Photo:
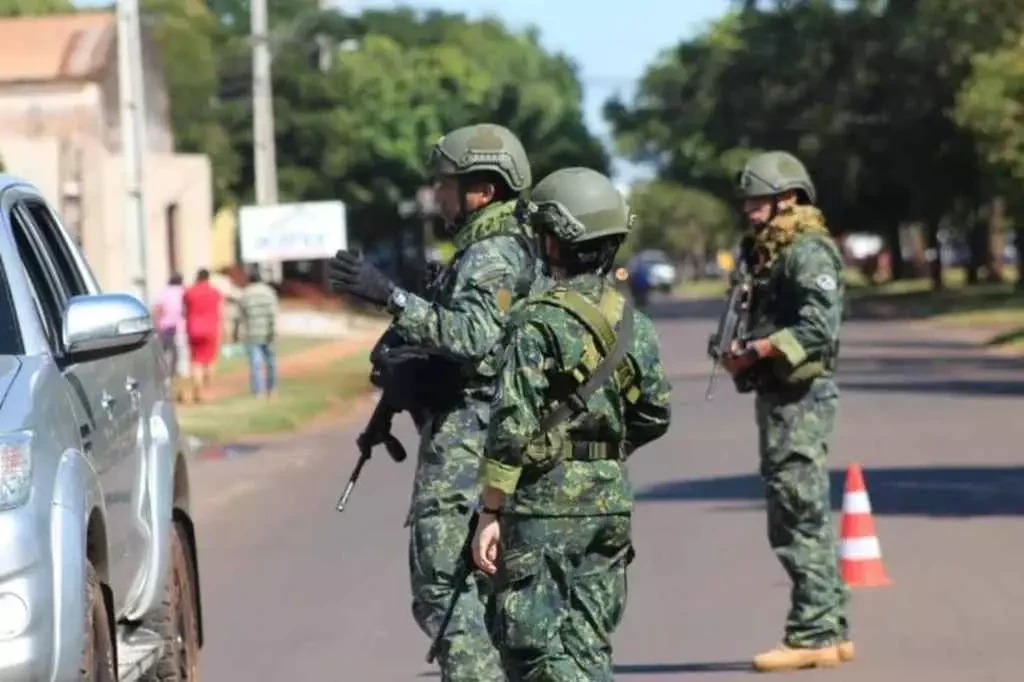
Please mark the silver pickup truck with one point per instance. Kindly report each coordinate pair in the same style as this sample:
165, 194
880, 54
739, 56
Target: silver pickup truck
98, 568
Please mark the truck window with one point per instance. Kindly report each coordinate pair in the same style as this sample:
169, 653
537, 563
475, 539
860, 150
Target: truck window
50, 231
10, 333
47, 288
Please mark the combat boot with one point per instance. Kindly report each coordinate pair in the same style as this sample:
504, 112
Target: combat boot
785, 657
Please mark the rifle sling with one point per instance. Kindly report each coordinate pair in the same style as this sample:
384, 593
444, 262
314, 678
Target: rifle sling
578, 399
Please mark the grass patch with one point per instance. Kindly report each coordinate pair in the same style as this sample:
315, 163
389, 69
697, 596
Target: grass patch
701, 289
1012, 338
286, 345
957, 303
301, 397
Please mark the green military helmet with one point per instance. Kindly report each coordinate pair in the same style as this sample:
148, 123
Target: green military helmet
772, 173
579, 204
483, 146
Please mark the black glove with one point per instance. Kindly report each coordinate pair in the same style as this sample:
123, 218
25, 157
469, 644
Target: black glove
348, 273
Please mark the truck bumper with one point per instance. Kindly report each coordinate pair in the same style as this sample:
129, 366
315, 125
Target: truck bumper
26, 600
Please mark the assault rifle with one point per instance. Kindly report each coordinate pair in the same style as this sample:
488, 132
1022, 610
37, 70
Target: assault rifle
733, 325
377, 432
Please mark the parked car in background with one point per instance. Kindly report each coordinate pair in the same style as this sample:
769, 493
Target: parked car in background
654, 267
98, 572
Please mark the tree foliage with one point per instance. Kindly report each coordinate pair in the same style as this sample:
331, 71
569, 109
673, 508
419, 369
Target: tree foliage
905, 113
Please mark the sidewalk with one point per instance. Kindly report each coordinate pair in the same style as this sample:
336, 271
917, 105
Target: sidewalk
236, 382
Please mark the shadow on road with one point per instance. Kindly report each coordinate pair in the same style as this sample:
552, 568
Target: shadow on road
664, 669
946, 492
991, 388
668, 669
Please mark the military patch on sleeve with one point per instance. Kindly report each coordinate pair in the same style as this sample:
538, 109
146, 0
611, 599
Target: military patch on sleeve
825, 283
504, 297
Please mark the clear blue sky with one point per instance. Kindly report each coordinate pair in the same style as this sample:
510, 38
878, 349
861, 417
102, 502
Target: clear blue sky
610, 40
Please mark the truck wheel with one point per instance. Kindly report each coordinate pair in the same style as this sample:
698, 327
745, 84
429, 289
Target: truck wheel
97, 650
175, 619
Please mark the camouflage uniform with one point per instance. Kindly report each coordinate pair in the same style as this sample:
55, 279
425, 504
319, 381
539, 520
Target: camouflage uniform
798, 302
566, 528
463, 317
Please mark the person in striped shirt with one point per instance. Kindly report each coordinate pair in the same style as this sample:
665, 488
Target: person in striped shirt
256, 329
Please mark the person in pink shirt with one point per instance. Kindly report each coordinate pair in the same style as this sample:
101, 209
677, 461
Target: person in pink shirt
168, 313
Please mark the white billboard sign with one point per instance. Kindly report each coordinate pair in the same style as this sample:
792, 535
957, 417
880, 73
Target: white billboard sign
292, 231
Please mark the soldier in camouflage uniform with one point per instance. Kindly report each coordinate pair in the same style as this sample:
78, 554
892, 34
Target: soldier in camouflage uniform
557, 498
481, 170
796, 311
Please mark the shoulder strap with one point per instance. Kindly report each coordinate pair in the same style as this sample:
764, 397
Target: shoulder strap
613, 345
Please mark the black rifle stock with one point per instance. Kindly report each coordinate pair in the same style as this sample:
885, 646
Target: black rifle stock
377, 432
732, 326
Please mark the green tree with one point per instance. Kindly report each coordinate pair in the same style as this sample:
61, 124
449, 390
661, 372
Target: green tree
360, 128
863, 92
688, 224
991, 105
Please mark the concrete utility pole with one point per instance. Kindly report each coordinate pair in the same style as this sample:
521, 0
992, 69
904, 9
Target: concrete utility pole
133, 141
264, 153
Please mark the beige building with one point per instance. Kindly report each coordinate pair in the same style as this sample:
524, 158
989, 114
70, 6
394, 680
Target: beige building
59, 129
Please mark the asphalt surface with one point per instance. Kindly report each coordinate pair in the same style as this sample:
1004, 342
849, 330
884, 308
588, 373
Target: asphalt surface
296, 592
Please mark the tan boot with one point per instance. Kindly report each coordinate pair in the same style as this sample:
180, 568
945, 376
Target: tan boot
785, 657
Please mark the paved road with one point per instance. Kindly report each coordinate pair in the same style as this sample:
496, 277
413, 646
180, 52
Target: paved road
296, 592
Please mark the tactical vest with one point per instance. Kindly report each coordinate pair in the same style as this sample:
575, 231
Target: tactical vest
768, 294
601, 321
479, 374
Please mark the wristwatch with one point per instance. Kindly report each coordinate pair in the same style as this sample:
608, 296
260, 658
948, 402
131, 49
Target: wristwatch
396, 301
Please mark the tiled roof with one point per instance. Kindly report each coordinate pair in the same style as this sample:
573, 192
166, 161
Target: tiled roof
59, 47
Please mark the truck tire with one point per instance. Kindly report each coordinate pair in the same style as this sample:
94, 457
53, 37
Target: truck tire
176, 620
97, 649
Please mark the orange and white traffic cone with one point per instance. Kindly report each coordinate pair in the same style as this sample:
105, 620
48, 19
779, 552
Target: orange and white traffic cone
859, 551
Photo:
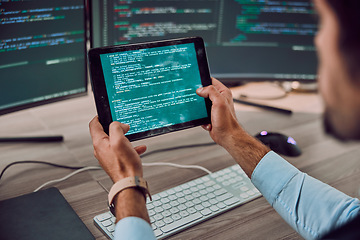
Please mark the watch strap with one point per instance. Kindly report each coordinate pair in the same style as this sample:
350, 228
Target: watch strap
129, 182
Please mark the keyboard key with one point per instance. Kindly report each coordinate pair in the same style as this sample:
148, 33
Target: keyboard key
244, 195
158, 217
166, 213
206, 204
157, 233
250, 193
176, 217
191, 210
221, 205
184, 214
231, 201
106, 223
214, 208
182, 207
111, 228
168, 220
206, 212
195, 200
224, 197
181, 222
163, 194
103, 216
150, 206
160, 223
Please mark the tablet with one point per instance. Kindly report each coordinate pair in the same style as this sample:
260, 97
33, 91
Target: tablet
151, 86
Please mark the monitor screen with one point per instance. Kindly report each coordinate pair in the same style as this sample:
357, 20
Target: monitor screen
42, 52
245, 39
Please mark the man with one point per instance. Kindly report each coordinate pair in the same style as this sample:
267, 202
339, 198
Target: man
311, 207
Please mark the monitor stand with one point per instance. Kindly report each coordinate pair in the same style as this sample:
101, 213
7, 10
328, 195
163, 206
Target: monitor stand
32, 139
300, 86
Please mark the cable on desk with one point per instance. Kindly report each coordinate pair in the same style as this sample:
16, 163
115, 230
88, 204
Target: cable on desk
38, 162
177, 166
176, 148
68, 176
285, 92
80, 169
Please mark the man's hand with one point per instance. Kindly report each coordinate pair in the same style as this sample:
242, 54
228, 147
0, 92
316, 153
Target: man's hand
223, 118
115, 153
120, 160
227, 132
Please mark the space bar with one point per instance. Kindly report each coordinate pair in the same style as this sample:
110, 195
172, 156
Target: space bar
181, 222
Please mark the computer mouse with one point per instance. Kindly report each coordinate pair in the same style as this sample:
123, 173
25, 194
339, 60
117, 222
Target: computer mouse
279, 143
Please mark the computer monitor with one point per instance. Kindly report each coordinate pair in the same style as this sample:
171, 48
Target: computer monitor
42, 52
246, 40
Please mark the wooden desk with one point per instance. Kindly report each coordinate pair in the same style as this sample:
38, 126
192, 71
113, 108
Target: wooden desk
324, 158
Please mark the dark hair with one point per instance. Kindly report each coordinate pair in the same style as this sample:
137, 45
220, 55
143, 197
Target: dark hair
347, 12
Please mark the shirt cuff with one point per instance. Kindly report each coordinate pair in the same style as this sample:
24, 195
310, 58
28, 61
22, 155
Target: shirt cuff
133, 228
266, 179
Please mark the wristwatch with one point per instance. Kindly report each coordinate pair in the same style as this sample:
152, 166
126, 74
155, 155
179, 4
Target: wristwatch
129, 182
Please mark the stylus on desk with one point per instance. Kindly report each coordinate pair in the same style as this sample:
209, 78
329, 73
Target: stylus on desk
280, 110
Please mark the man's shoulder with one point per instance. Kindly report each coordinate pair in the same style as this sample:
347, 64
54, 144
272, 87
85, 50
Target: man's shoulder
349, 231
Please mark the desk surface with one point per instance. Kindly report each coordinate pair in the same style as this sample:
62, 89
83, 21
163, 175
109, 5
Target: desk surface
323, 157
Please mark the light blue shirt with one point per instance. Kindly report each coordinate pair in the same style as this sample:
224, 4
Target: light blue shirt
311, 207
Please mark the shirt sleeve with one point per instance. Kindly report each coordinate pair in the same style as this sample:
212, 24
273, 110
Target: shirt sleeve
311, 207
133, 228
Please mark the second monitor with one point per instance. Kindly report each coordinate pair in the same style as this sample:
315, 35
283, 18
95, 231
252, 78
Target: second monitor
245, 40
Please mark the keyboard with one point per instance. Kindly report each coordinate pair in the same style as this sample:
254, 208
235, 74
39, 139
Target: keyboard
183, 206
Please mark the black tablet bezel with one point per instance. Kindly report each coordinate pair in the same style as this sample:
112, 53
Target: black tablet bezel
100, 93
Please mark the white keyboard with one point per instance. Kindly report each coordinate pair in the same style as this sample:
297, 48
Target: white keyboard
178, 208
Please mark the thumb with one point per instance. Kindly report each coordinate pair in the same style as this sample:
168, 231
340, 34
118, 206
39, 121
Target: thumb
140, 149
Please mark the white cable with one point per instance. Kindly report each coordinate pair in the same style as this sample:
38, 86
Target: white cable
176, 165
68, 176
97, 168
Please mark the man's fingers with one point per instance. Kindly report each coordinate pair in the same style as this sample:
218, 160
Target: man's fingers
140, 149
207, 127
96, 130
117, 132
209, 92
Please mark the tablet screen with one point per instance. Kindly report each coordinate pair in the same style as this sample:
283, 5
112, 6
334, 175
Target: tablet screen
155, 87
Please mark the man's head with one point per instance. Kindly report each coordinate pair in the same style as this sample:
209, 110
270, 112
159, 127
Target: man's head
338, 45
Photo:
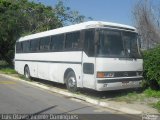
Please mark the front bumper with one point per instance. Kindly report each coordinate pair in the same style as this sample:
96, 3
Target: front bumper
118, 83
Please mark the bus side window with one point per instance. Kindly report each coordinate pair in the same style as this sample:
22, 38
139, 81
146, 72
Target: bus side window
72, 40
26, 46
34, 47
19, 47
57, 42
89, 43
44, 44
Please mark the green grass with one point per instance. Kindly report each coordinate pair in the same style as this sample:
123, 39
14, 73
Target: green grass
152, 93
157, 106
5, 68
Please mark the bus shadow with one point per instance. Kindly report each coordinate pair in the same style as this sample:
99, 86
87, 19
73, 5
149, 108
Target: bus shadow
92, 93
108, 94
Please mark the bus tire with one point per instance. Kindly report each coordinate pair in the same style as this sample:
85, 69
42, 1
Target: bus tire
71, 82
27, 72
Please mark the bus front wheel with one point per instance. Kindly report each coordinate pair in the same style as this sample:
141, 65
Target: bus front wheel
27, 72
71, 82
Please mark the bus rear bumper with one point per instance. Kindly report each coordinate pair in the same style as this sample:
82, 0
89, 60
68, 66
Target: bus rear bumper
117, 84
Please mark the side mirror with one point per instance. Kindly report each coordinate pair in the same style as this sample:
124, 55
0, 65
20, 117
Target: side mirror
139, 41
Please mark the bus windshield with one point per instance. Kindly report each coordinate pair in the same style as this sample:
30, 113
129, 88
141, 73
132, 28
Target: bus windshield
118, 44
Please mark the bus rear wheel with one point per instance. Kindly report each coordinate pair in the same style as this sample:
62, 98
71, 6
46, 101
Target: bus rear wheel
27, 72
71, 82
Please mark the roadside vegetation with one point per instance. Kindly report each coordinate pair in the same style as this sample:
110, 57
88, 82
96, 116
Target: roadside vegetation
38, 17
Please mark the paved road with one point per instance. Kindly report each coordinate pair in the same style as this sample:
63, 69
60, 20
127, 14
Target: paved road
21, 98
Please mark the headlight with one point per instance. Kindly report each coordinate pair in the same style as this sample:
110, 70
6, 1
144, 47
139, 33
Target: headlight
105, 74
139, 73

--------------------------------

### Work to be completed
Give again, word for word, every line from the top of the entries above to the line holding "Please mark the green military", both included. Leave the pictures out.

### Answer to the exercise
Photo:
Please mark the silver pickup truck with one point per instance. Kindly report each coordinate pair in the same style as this sample:
165, 194
880, 54
739, 56
Target: silver pickup truck
98, 568
Please mark the truck window with one point per instance. Kindly report each coordinate pair in the same style as this sample:
169, 653
537, 563
475, 539
860, 150
Target: truck window
50, 231
10, 333
47, 288
Please mark the combat boot with one point per instance. Kindly report each coordinate pair in the same style as this sample:
504, 112
Target: combat boot
785, 657
Please mark the rifle sling with one point per instance. Kindly report each coordinate pair in the same style as this sample:
384, 593
444, 262
314, 678
Target: rifle sling
578, 399
Please mark the grass patch with one point per instance. Kindly report each coordinate pair in the same style as this sample:
315, 163
389, 69
697, 596
Target: grass patch
701, 289
1012, 338
286, 345
957, 303
301, 397
Please mark the green military helmet with one point per instance. Kindly report each coordinate pair in the same style as this sample:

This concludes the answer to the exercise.